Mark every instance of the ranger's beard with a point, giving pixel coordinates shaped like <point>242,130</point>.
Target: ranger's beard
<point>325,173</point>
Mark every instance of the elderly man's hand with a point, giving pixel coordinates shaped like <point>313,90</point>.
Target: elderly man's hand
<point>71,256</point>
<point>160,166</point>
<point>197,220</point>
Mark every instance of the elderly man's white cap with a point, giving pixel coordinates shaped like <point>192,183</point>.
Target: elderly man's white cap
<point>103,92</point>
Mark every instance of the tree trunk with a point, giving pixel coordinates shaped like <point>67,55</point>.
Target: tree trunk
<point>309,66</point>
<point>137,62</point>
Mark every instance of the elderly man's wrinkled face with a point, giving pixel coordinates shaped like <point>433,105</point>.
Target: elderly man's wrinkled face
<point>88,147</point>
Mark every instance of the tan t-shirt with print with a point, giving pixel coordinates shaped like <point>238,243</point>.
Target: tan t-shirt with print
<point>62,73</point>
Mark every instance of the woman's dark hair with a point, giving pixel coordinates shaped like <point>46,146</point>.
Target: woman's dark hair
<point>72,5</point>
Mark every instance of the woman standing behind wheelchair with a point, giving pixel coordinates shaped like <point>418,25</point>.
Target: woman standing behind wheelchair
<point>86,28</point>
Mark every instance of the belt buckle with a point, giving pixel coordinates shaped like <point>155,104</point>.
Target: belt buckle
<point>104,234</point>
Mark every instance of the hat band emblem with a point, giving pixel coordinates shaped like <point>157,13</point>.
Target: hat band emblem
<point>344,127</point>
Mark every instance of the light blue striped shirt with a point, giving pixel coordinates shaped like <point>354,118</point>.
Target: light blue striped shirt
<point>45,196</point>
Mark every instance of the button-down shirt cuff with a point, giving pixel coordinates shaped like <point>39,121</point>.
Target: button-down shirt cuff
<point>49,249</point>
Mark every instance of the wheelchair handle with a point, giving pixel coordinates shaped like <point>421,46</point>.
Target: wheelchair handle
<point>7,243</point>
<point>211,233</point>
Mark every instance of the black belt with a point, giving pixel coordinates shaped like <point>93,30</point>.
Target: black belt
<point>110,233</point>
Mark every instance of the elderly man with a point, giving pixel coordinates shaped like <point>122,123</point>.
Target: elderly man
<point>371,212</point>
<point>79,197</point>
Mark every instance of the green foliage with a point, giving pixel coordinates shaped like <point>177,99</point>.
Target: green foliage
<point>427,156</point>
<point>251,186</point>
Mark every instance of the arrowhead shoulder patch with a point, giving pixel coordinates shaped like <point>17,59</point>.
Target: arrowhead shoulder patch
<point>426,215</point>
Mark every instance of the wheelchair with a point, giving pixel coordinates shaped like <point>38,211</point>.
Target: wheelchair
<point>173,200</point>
******
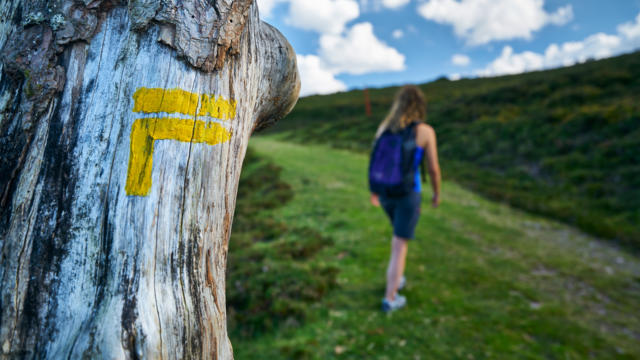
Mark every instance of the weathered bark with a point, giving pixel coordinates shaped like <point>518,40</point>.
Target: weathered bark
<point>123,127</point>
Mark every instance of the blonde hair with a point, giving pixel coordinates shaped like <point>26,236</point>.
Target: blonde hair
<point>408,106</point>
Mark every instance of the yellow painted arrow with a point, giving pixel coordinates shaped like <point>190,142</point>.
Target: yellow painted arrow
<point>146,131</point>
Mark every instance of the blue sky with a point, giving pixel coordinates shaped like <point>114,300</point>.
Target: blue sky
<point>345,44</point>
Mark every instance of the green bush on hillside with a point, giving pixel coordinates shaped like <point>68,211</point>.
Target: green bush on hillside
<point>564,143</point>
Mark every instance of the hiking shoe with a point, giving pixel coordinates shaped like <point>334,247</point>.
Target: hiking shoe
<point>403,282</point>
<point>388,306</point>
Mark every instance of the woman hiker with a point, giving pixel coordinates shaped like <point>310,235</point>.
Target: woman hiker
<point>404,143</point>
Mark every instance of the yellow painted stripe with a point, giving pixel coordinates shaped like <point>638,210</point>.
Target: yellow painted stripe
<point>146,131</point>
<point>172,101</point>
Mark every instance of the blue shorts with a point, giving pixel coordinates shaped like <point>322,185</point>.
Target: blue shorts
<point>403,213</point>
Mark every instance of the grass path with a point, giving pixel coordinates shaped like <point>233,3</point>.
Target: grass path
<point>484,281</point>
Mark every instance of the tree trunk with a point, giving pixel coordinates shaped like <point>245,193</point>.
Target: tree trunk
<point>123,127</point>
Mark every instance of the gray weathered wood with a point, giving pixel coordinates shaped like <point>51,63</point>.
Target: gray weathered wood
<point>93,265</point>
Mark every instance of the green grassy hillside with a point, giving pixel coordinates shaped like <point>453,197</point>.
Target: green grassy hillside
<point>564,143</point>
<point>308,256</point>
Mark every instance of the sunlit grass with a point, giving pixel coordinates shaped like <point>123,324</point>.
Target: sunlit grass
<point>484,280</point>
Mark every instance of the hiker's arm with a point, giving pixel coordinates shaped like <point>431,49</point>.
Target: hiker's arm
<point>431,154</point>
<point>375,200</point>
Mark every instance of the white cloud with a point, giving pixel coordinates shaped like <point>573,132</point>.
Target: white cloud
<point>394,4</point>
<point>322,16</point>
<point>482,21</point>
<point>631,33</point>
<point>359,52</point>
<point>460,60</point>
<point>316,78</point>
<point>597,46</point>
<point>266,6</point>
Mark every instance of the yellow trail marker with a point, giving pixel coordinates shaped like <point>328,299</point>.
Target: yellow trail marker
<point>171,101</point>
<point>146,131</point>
******
» **Set problem**: Format the material starting at the line that contains "Mark every instance of the green grassy" and ending at the line that contains "<point>308,256</point>" as a JSON list of strings, one string per line, with blank lines omitted.

» **Result of the exercise**:
[
  "Mark every instance of the green grassy hillside with a point, giving pixel coordinates shaped like <point>453,197</point>.",
  "Target: green grassy hillside",
  "<point>564,143</point>",
  "<point>308,256</point>"
]